PROBLEM REQUIREMENTS
Reproduce every one of the records below verbatim, line for line, and omit the pictures from your copy.
○ ○ ○ ○
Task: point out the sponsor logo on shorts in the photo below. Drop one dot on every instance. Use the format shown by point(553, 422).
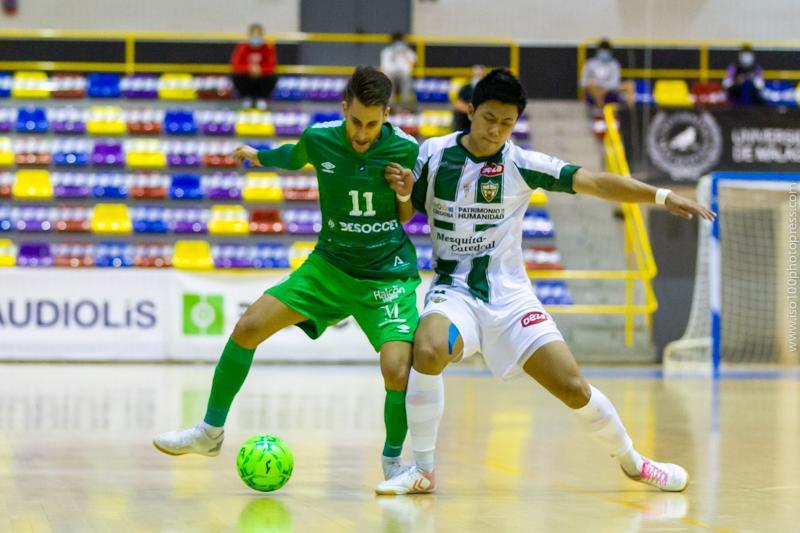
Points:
point(533, 318)
point(388, 295)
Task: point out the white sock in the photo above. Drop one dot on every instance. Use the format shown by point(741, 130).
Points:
point(212, 431)
point(424, 409)
point(602, 422)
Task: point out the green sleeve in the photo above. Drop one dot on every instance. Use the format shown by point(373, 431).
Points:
point(286, 156)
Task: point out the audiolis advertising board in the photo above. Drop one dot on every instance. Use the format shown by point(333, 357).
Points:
point(58, 314)
point(680, 145)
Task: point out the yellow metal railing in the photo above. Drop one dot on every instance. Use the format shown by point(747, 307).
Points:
point(131, 65)
point(703, 72)
point(639, 255)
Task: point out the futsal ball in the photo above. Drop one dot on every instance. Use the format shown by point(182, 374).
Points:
point(265, 463)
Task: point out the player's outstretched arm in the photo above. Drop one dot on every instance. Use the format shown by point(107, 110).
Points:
point(625, 189)
point(401, 181)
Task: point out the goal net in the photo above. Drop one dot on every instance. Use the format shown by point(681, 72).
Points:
point(744, 306)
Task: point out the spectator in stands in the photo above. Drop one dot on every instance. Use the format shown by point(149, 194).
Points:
point(253, 65)
point(601, 78)
point(744, 80)
point(397, 62)
point(460, 117)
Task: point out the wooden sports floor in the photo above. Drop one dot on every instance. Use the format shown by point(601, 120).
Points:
point(75, 453)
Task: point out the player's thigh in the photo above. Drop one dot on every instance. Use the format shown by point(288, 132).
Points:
point(263, 318)
point(555, 368)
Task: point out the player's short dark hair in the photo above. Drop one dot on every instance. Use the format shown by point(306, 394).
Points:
point(501, 85)
point(369, 86)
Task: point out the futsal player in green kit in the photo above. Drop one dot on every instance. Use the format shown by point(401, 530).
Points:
point(363, 265)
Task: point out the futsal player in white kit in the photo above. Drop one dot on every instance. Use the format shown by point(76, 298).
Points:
point(475, 188)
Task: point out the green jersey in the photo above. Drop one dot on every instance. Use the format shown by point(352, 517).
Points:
point(361, 234)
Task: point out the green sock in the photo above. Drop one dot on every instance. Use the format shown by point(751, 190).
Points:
point(394, 416)
point(231, 371)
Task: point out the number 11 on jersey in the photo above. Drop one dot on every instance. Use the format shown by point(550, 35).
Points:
point(357, 212)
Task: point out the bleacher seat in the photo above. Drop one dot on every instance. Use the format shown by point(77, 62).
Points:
point(179, 122)
point(192, 255)
point(111, 219)
point(672, 93)
point(103, 85)
point(73, 219)
point(152, 255)
point(270, 255)
point(31, 120)
point(149, 220)
point(191, 220)
point(140, 86)
point(149, 186)
point(144, 121)
point(68, 120)
point(73, 255)
point(185, 187)
point(108, 154)
point(228, 220)
point(68, 85)
point(28, 84)
point(34, 254)
point(262, 187)
point(8, 253)
point(114, 254)
point(173, 86)
point(33, 185)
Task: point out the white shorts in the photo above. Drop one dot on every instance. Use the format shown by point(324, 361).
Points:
point(506, 335)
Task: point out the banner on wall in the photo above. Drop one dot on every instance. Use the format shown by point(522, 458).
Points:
point(150, 315)
point(680, 145)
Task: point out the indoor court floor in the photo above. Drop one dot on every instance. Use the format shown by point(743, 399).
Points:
○ ○ ○ ○
SOLUTION FOR THIS PROBLEM
Task: point out the sponsor logo on shorts in the photo below. Drop one dot on every instance. Use the format shown by point(553, 422).
Points:
point(533, 318)
point(388, 295)
Task: point out the white sock in the photo above. Drop one dot on every instance. Use the format shown by point(741, 130).
Points:
point(212, 431)
point(424, 409)
point(602, 422)
Task: point out the green sleeve in the photo above. Drop one dot on every instance. Use the format shown by point(373, 431).
Points:
point(286, 156)
Task: point out the audiolis advertising board in the photo above. Drop one dot on every instance. Use the format shown by point(333, 357).
Points:
point(58, 314)
point(680, 145)
Task: point out the yellow metal railing in the photo above. Drop one dot on every instance. Use the format shown by point(747, 307).
Points:
point(131, 65)
point(703, 72)
point(639, 255)
Task: point out the futsal ball in the photo above. Drop one dot on every instance. Use the format shown by point(182, 374).
Points:
point(265, 463)
Task: point out the player's outstretched arm in the photo above. Drop one dot on every instance. Use the format shown by point(107, 110).
Points:
point(625, 189)
point(401, 181)
Task: point out the goal net in the photo above. Drop one dot on every instance. Use the format shown by point(681, 72).
Points:
point(744, 306)
Task: point out the spectator in stands in the photo above. Drop one dot on every instance. Use the format shown by point(149, 194).
Points:
point(253, 65)
point(601, 78)
point(744, 80)
point(397, 62)
point(460, 117)
Task: point out the wooden sports floor in the photo above. Drop one dot on every instance. Use the format shown by point(601, 120).
Points:
point(75, 453)
Task: point out the player's thigh in the photo above. Drop one dot on every instance. Use the format shown by point(288, 132).
Points:
point(263, 318)
point(555, 368)
Task: point out the player's short dark hair in the photo above. Drop one dot on every instance. Use the format shown by point(306, 394).
Points:
point(501, 85)
point(369, 86)
Task: point out the futsal player in green kit in the photo above. Drop one dot on every instance. Use the format shown by point(401, 530).
Points:
point(363, 265)
Task: point out the futsal player in white kit in the photo above. Drop one dot on every instance. Use the format shown by point(76, 298).
Points:
point(475, 188)
Task: point out the green jersey in the photo above. Drop one dot on every instance. Use the format shown by point(352, 517).
Points:
point(361, 234)
Task: point out the green sock in the photo above. Drop one dot on every instance. Use the format shown by point(751, 190).
Points:
point(394, 416)
point(231, 371)
Task: point out the number 11 on jersey in the photo above. Drop one dot on every instance. Use the format shown by point(550, 35).
Points:
point(357, 212)
Task: point out the bleacher seat in the photo above. Drop one dot on every instance. Use the format shown by point(77, 62).
Points:
point(179, 122)
point(192, 255)
point(111, 219)
point(672, 93)
point(103, 85)
point(73, 219)
point(152, 255)
point(270, 255)
point(31, 120)
point(149, 220)
point(191, 220)
point(140, 86)
point(149, 186)
point(144, 121)
point(68, 120)
point(73, 255)
point(185, 187)
point(108, 154)
point(228, 220)
point(68, 85)
point(28, 84)
point(34, 254)
point(262, 187)
point(8, 253)
point(114, 254)
point(173, 86)
point(33, 185)
Task: point out the white shorts in the photo above. Drop one dot on every instance. Use the format shown by point(324, 361).
Points:
point(506, 335)
Task: point out the banner on wall in the photo above. Drop one dot on every instance. Use the format shown by point(522, 458).
Points:
point(150, 315)
point(680, 145)
Task: point out the indoor court floor in the photo above. Drop one dot on every instance. Use the format shown by point(743, 399).
Points:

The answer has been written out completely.